Rewrite every line of the listing below as a JSON list of strings, with one string per line and no blank lines.

^^^^

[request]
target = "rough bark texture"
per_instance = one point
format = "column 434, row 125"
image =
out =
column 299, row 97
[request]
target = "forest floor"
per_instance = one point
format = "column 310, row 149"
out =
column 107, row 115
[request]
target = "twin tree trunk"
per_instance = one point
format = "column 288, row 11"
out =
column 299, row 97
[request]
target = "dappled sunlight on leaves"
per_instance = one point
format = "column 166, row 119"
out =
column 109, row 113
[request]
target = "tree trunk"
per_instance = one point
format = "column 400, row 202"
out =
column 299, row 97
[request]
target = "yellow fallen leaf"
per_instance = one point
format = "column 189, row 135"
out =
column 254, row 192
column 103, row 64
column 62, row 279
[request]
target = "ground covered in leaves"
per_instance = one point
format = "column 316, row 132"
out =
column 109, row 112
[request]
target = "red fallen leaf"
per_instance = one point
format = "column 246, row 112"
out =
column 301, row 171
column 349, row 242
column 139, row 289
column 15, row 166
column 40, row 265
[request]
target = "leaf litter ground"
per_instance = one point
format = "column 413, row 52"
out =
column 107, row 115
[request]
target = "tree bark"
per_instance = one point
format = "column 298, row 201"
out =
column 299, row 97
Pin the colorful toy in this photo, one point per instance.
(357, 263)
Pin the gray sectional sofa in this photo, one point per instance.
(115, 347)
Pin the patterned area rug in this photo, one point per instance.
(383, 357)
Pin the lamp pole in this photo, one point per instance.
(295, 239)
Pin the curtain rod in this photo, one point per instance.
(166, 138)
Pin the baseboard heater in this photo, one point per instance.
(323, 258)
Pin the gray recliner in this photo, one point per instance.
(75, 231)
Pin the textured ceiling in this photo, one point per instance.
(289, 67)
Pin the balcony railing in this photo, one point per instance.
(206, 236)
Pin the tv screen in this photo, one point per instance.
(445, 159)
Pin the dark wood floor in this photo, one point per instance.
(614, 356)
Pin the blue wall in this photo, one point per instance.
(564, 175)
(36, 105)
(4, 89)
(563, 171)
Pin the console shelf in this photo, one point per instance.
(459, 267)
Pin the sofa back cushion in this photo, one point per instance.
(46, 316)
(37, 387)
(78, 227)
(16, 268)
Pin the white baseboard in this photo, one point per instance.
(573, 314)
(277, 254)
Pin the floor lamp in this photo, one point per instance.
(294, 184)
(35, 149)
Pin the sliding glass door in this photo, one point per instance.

^^^^

#### Full output:
[
  "[request]",
  "target = \"rough bark texture\"",
  "per_instance = one point",
  "format = \"column 434, row 125\"",
  "image =",
  "out =",
  "column 299, row 97",
  "[request]",
  "target = \"forest floor\"",
  "per_instance = one point",
  "format = \"column 310, row 149\"",
  "out =",
  "column 107, row 115",
  "[request]",
  "target = \"twin tree trunk\"",
  "per_instance = one point",
  "format = \"column 288, row 11\"",
  "out =",
  "column 299, row 97",
  "[request]",
  "target = \"dappled sunlight on leaves\"",
  "per_instance = one point",
  "format = \"column 166, row 119\"",
  "out =",
  "column 109, row 113",
  "[request]",
  "target = \"tree trunk\"",
  "per_instance = one point",
  "format = \"column 400, row 202\"",
  "out =",
  "column 299, row 97",
  "[request]",
  "target = \"yellow fallen leaf\"",
  "per_instance = one point",
  "format = \"column 189, row 135\"",
  "out =",
  "column 254, row 192",
  "column 103, row 64",
  "column 62, row 279",
  "[request]",
  "target = \"ground covered in leaves\"",
  "per_instance = one point",
  "format = \"column 316, row 132\"",
  "out =",
  "column 109, row 112",
  "[request]",
  "target = \"red fallen leaf\"",
  "per_instance = one point",
  "format = \"column 246, row 112\"",
  "out =",
  "column 301, row 171",
  "column 349, row 242",
  "column 139, row 289",
  "column 15, row 166",
  "column 40, row 265",
  "[request]",
  "target = \"leaf litter ground\"",
  "per_instance = one point",
  "format = \"column 413, row 52\"",
  "out =",
  "column 107, row 115",
  "[request]",
  "target = \"tree bark\"",
  "per_instance = one point",
  "format = \"column 298, row 201\"",
  "out =",
  "column 299, row 97",
  "Pin the colorful toy in this photo, one point per instance.",
  "(357, 263)",
  "Pin the gray sectional sofa in this photo, one point per instance.",
  "(115, 347)",
  "Pin the patterned area rug in this photo, one point per instance.",
  "(383, 357)",
  "Pin the lamp pole in this photo, one point per instance.",
  "(295, 239)",
  "Pin the curtain rod in this photo, one point per instance.",
  "(166, 138)",
  "Pin the baseboard heater in this photo, one point per instance.",
  "(323, 258)",
  "Pin the gray recliner in this photo, one point per instance.",
  "(75, 231)",
  "Pin the textured ceiling in this photo, one point per instance.",
  "(289, 67)",
  "Pin the balcony railing in this photo, one point per instance.",
  "(206, 236)",
  "Pin the tv screen in this photo, one point per instance.",
  "(445, 159)",
  "Pin the dark wood floor in this photo, one point per instance.",
  "(614, 356)",
  "Pin the blue wall in this photo, one point per instance.",
  "(564, 175)",
  "(36, 105)",
  "(4, 89)",
  "(563, 171)",
  "Pin the console shelf in this photo, one point per instance.",
  "(459, 267)",
  "Pin the sofa back cushion in this photo, one point per instance.",
  "(46, 316)",
  "(37, 387)",
  "(78, 227)",
  "(16, 268)",
  "Pin the white baseboard in this photo, one point per instance.",
  "(573, 314)",
  "(277, 254)",
  "Pin the floor lamp in this photo, one point per instance.",
  "(294, 184)",
  "(35, 149)",
  "Pin the sliding glass door in this photo, one point per instance."
]